(What is needed)
Among the records below, the line containing "Objective — for every instance of the stone" marks the start. Output it and all lines after it exactly.

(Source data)
──────────
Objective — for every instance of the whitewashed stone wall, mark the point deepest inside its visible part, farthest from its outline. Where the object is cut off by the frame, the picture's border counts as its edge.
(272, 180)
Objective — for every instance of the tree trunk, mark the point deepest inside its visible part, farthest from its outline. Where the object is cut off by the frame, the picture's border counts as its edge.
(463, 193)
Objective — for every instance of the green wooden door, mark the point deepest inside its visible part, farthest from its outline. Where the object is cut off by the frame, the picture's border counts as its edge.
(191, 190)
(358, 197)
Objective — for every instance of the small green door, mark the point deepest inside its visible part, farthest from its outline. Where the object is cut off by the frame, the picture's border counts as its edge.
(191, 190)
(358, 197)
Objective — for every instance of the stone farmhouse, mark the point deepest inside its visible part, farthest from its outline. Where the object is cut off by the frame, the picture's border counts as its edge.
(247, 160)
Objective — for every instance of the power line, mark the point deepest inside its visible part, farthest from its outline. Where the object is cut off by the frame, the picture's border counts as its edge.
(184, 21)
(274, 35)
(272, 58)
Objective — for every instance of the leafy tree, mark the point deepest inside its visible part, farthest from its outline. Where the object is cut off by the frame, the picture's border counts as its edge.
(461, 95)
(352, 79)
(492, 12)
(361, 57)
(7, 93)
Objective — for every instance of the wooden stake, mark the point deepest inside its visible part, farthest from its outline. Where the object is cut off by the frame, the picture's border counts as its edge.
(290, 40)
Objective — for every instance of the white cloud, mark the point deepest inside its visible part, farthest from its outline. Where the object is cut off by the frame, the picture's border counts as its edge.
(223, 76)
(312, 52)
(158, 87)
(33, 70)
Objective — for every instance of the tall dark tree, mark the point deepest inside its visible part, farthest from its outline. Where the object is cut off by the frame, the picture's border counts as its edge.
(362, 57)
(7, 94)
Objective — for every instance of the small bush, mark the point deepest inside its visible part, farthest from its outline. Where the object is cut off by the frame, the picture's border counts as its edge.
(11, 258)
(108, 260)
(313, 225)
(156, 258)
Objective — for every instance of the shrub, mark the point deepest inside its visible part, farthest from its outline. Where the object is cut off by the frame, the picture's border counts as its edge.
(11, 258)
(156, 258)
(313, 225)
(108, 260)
──────────
(Written solution)
Objective — for every instance of the stone farmhouse, mark the point deepest inside its visible part, farthest from its outline. Where the object is cut off by the frame, the picture's border counts as its edge.
(247, 160)
Objective — for every instance of the power line, mark the point deepest inside its visible part, farthest from its outline. Where the object is cut off by the frame, the picture's border counts as its edge.
(184, 21)
(274, 35)
(272, 58)
Objective — for every instance of the leafy tree, mark the point deepest inside its visible part, farthest from its outline. Where the object is cut off by the frame, the picture's border counts as its edge.
(461, 95)
(352, 79)
(492, 12)
(361, 57)
(7, 93)
Objective — for every instance of the wooden stake, mark the point deepest inside its visible part, farthest from its outline. Where the object is cut off by the frame, the picture's border counts as its edge.
(290, 40)
Objective — for every instance of the white cloud, mark the point deepest inside its visible part, farthest from its outline. Where the object is cut off by the frame, the picture's border counts as its edge.
(223, 76)
(312, 52)
(158, 87)
(33, 70)
Objective — for every instance of the tall dark tree, mark the point deepest inside its visible part, farthest from its outline. Where the object is cut off by the frame, the picture's border counts as its edge.
(362, 57)
(7, 94)
Objective — for every instance of the small bush, mark the point deepest inside its visible part, farthest from its outline. Where the object is cut off by the frame, the picture's border counts as its edge.
(11, 258)
(108, 260)
(313, 225)
(156, 258)
Objective — for every instance of the shrub, mark the point deepest inside its visible part, farthest from its outline. Where the object is cut off by the frame, the picture's border counts as its edge.
(11, 258)
(156, 258)
(313, 225)
(108, 260)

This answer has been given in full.